[Passage to read]

━━━━━━━━━━

I am trying to use part of speech tagging from the openNLP/NLP packages in parallel. I need the code to work on any OS so am opting to use the parLapply function from parallel (but am open to other OS independent options). In the past I ran tagPOS function from the openNLP package in parLapply with no problem. However, the openNLP package had some recent changes that eliminated tagPOS and added some more flexible options. Kurt was kind enough to help me recreate the tagPOS function from the new package's tools. I can get the lapply version to work but not the parallel version. It keeps saying the nodes need more variables passed to them until it finally asks for a non-exported function from openNLP. This seems odd it would keep asking for more and more variables to be passed which tells me I'm setting up the parLapply incorrectly. How can I set up the tagPOS to operate in an parallel, OS independent fashion?

library(openNLP)
library(NLP)
library(parallel)

## POS tagger
tagPOS <-  function(x, pos_tag_annotator, ...) {
    s <- as.String(x)
    ## Need sentence and word token annotations.
    word_token_annotator <- Maxent_Word_Token_Annotator()
    a2 <- Annotation(1L, "sentence", 1L, nchar(s))
    a2 <- annotate(s, word_token_annotator, a2)
    a3 <- annotate(s, pos_tag_annotator, a2)

    ## Determine the distribution of POS tags for word tokens.
    a3w <- a3[a3$type == "word"]
    POStags <- unlist(lapply(a3w$features, `[[`, "POS"))

    ## Extract token/POS pairs (all of them): easy.
    POStagged <- paste(sprintf("%s/%s", s[a3w], POStags), collapse = " ")
    list(POStagged = POStagged, POStags = POStags)
} ## End of tagPOS function 

## Set up a parallel run
text.var <- c("I like it.", "This is outstanding soup!",  
    "I really must get the recipe.")
ntv <- length(text.var)
PTA <- Maxent_POS_Tag_Annotator()   

cl <- makeCluster(mc <- getOption("cl.cores", detectCores()/2))

━━━━━━━━━━

[Information supplied]
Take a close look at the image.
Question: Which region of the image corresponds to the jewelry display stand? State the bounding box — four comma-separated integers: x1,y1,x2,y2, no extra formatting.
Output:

━━━━━━━━━━

[Problem to work on] In the post about parallel POS tagging, which function from the parallel package is chosen so the code can run on any OS?

[Exercise answer] parLapply